> _Short task_
Repeat the rows word for word, starting at the line that contains "the red palace" and going through the last of the rows.

> _Given records_

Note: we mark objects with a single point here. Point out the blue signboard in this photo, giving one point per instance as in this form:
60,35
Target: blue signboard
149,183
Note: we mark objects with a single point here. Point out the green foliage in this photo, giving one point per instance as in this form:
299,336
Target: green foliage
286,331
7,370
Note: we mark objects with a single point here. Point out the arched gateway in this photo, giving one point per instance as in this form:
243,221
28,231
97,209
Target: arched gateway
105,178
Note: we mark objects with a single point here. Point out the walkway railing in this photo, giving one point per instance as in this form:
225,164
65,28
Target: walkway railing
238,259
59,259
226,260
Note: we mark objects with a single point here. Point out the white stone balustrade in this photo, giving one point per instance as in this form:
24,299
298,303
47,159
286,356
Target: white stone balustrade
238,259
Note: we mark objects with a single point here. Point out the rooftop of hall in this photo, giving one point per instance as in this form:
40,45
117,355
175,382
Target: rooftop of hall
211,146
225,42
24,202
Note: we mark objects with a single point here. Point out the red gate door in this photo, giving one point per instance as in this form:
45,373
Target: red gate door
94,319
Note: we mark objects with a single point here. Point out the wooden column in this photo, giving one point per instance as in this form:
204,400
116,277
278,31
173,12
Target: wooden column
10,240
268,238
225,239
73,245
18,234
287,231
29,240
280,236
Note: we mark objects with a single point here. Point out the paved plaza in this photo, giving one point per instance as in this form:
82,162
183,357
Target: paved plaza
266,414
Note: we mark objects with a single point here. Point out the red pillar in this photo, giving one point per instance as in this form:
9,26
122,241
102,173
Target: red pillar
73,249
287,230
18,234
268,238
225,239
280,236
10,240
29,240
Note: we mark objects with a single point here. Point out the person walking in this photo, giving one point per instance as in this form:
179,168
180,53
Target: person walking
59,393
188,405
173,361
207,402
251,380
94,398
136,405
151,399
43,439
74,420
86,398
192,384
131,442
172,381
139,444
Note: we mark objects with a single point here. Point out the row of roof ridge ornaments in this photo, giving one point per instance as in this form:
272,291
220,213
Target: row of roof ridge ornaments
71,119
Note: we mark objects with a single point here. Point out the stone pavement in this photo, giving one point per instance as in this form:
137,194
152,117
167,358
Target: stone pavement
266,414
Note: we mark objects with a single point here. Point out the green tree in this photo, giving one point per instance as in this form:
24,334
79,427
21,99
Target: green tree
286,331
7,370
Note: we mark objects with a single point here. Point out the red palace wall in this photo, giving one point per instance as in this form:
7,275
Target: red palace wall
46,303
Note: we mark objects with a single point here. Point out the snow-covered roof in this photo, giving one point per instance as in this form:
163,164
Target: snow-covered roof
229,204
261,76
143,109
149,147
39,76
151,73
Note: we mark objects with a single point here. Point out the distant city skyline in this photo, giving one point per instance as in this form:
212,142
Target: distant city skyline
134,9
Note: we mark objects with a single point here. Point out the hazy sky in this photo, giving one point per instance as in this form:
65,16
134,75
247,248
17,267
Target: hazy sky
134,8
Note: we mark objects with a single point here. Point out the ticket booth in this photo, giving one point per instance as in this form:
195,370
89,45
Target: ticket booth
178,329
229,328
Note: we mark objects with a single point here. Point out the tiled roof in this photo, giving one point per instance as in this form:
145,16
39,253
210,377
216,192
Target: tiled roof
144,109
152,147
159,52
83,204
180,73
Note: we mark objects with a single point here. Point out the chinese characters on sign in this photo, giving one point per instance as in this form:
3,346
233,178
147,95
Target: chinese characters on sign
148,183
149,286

> _Solved problem_
Note: we mark objects with a single point here. Point out the red palace wall in this photo, giving one point per instance as in this form:
7,275
Target: red palace wall
46,303
Note: we mark objects with a single point here. Point out the snow-covered roof in this photo, giving one point per instance as in this form:
163,164
Target: snow-covered roof
229,204
261,76
143,109
149,147
39,76
151,73
Note: we mark objects with a single point here. Point out the distant city skyline in this photo, giving one point per instance as in this form:
212,142
Target: distant city skyline
134,9
Note: we mark objects with a single point here. Point out the hazy sky in this photo, giving one point per instance as in this form:
65,16
134,75
247,248
17,267
Target: hazy sky
134,8
Note: we mark objects with a single point here. Point out the ticket booth in this photo, giving one point per instance as in this form:
195,370
89,45
Target: ticket booth
178,329
229,328
Note: we mark objects with a single point here. Point out the tiled roof in this photo, giving one point per instance as in this form:
145,16
39,253
210,377
216,192
Target: tiled roof
144,109
152,147
159,52
83,204
180,73
Note: we mark objects with a single point here. Point out the chinese characters on sign in this photo, giving one point per instance as in this form:
3,346
233,178
147,95
Target: chinese characters on sign
148,183
149,286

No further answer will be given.